Short task: Return each line of the entries below that contains the string “curly”. Matching is case-sensitive.

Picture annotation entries
BEGIN
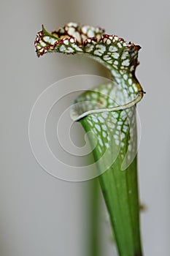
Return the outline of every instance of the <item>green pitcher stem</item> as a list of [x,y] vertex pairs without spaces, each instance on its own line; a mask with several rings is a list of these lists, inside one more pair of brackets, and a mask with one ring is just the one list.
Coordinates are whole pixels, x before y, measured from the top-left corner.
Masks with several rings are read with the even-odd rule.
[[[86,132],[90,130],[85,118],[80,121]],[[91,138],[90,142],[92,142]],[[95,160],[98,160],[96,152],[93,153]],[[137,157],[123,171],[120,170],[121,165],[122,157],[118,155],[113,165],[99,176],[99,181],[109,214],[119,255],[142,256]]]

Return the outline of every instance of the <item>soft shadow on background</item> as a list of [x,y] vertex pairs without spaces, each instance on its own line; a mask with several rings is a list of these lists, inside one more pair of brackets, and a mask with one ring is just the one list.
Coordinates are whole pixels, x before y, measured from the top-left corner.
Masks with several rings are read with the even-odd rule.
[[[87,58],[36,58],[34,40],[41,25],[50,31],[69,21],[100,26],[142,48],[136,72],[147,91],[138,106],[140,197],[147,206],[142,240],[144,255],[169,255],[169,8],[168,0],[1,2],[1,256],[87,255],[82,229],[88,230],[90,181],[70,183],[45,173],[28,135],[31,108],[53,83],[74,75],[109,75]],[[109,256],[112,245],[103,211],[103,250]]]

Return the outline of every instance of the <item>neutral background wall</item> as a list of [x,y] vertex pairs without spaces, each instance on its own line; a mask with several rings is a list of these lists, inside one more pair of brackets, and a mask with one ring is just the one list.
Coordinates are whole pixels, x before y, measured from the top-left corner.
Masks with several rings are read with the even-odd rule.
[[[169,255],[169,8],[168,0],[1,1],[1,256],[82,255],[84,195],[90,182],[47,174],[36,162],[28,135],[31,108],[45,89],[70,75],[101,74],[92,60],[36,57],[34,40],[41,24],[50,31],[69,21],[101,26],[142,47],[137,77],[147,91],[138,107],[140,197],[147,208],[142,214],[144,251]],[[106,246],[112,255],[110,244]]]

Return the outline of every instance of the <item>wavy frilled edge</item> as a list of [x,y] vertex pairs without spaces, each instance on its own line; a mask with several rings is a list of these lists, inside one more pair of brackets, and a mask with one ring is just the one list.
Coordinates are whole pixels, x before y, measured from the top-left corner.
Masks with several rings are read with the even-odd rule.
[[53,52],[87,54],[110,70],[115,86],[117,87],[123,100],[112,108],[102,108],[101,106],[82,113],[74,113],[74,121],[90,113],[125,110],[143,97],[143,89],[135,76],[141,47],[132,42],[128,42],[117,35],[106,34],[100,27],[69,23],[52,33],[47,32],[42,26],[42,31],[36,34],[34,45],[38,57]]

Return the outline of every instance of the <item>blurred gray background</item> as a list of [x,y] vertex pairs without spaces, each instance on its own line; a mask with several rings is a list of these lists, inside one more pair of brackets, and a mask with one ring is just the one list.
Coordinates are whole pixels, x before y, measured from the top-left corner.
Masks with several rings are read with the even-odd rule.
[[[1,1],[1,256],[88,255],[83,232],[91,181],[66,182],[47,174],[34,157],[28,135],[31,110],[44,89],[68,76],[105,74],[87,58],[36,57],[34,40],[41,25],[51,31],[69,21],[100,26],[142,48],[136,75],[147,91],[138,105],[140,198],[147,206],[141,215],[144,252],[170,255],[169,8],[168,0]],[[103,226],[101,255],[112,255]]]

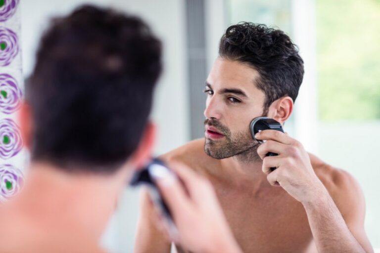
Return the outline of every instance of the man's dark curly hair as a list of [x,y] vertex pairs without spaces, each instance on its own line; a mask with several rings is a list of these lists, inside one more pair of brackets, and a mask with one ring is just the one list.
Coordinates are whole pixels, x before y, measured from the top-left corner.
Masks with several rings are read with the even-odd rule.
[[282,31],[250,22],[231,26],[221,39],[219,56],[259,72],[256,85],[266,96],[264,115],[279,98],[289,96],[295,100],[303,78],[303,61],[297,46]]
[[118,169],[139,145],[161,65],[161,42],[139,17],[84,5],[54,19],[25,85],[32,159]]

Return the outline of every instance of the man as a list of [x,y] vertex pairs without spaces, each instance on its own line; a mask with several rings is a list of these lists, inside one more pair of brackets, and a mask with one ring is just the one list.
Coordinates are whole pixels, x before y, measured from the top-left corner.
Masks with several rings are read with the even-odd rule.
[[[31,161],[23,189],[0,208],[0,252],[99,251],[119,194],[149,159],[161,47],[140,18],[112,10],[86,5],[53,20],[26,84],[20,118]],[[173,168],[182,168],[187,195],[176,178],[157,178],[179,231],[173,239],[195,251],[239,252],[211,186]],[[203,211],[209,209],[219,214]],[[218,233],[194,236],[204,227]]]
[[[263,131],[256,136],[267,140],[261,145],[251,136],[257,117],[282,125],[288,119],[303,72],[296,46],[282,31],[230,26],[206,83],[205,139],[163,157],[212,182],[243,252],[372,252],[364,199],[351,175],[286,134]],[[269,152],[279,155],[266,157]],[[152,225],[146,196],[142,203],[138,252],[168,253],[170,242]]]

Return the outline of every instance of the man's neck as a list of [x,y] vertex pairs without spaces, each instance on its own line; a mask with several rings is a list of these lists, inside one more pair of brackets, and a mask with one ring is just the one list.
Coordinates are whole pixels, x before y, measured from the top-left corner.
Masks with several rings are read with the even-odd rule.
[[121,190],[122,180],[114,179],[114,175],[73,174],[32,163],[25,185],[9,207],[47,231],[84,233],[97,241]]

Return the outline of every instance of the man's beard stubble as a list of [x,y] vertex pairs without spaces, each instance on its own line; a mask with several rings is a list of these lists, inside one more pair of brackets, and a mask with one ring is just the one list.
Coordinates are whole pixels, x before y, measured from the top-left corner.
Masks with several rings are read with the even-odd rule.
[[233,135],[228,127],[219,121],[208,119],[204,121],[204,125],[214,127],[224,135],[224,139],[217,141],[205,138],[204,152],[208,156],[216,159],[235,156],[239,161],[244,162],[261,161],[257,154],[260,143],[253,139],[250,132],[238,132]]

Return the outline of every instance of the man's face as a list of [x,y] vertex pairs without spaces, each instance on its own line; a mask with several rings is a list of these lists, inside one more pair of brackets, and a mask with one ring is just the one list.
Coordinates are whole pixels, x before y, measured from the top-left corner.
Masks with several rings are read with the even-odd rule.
END
BEGIN
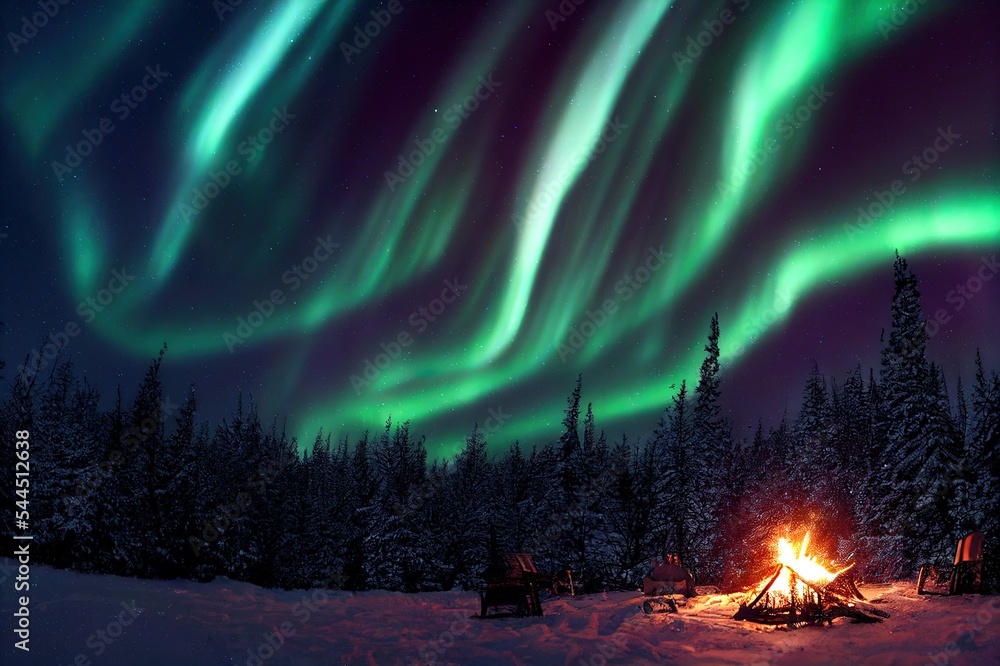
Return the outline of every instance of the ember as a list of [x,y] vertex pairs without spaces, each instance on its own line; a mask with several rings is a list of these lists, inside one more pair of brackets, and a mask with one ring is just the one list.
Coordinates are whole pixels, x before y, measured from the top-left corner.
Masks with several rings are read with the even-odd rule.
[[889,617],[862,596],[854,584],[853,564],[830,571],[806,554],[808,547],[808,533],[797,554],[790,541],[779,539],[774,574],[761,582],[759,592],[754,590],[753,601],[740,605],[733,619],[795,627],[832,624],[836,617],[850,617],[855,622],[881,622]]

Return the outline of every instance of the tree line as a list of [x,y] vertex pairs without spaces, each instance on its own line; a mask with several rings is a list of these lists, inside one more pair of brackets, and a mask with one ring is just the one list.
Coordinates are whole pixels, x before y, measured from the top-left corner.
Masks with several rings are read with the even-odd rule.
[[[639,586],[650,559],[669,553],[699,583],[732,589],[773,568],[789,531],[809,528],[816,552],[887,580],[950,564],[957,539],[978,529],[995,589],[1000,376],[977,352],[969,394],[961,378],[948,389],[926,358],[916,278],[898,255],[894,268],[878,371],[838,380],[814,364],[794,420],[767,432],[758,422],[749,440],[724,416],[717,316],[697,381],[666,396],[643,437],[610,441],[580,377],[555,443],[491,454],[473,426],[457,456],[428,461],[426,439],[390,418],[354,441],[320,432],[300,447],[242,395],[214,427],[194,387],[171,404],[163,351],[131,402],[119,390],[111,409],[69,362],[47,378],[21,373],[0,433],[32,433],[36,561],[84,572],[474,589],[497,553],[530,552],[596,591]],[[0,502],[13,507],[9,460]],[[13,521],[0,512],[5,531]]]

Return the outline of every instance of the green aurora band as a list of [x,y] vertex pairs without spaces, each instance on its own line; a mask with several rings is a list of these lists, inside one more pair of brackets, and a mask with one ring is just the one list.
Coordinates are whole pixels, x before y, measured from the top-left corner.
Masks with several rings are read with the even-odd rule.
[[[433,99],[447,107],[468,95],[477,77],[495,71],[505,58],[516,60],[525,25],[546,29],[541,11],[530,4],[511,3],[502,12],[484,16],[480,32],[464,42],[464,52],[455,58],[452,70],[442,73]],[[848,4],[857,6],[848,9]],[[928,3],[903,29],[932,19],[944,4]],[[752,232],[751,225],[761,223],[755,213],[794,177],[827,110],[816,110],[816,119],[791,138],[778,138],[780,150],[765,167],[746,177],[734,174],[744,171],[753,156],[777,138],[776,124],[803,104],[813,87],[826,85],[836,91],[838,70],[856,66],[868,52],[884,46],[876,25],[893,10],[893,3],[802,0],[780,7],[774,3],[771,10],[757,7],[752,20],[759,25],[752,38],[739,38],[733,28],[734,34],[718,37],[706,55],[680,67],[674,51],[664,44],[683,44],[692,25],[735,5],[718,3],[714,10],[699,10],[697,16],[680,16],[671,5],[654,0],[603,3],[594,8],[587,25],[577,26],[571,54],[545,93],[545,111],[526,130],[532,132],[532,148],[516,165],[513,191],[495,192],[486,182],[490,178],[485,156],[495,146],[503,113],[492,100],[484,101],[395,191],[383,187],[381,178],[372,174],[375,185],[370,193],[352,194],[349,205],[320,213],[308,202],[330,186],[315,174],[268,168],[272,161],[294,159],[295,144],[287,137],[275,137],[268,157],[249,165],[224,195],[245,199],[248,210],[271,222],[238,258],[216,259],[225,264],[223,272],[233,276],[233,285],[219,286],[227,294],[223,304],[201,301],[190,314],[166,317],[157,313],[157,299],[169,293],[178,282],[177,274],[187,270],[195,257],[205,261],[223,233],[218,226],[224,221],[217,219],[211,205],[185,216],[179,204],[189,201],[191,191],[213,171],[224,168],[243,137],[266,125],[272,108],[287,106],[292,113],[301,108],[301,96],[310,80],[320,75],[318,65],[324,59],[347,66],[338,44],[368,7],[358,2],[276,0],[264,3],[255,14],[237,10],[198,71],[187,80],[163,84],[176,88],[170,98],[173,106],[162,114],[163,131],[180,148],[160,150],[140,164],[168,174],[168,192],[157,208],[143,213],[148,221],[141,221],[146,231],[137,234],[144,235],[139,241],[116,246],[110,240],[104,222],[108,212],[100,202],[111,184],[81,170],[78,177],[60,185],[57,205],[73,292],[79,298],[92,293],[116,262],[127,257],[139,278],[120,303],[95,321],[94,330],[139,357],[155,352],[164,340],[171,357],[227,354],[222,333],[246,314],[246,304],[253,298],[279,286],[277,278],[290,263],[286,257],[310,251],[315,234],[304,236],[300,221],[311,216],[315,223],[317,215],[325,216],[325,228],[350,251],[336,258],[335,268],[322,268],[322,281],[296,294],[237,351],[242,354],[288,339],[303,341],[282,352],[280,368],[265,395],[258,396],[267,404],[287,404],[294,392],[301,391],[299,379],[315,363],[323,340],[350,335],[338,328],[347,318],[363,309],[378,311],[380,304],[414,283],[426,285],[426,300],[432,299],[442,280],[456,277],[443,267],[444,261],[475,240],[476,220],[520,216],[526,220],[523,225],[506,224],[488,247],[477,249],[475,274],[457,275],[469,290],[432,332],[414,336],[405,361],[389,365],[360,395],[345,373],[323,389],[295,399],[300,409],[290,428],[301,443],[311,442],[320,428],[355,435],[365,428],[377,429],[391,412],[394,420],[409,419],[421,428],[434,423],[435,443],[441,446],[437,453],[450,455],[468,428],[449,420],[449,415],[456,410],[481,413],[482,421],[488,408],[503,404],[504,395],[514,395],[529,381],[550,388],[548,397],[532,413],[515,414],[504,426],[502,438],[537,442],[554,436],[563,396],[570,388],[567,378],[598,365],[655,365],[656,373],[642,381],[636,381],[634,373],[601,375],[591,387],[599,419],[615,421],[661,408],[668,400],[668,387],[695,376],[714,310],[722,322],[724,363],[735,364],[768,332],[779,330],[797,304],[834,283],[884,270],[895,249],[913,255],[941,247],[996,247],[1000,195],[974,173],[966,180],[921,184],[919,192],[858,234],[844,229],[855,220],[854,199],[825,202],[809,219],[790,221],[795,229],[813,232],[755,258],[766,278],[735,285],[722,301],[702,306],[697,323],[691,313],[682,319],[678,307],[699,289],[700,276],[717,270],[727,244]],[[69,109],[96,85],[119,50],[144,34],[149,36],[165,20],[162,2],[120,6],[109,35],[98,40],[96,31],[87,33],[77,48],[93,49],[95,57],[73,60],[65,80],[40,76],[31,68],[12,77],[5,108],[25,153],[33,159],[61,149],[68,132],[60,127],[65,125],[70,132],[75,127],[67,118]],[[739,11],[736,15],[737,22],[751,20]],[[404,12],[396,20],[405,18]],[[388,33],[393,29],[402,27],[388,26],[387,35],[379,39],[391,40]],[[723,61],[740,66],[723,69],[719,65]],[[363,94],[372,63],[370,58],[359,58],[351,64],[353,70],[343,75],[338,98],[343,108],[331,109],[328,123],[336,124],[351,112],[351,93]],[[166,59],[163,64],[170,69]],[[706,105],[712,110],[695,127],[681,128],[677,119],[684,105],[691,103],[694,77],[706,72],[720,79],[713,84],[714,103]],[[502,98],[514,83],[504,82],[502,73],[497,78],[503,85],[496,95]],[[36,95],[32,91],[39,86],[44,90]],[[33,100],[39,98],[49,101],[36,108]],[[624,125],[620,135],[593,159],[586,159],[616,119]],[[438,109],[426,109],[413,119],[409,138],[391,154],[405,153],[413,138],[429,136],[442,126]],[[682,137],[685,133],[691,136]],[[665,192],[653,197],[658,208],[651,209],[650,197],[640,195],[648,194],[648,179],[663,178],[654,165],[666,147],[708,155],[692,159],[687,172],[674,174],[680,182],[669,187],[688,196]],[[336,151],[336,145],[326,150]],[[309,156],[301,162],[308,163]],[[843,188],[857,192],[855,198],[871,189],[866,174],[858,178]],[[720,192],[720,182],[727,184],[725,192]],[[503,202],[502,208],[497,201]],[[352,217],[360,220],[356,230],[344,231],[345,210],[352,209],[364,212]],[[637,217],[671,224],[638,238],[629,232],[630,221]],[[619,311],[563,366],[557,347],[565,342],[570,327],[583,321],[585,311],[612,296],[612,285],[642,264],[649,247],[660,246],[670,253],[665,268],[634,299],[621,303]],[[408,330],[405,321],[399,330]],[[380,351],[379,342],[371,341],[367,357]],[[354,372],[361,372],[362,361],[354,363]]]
END
Answer:
Return the outline of every instance of the man's dark curly hair as a list of [x,y] vertex pairs without spaces, each instance on its own line; a mask with several rings is a list of these lists, inside one more pair of brackets, and a mask with one ring is just the one list.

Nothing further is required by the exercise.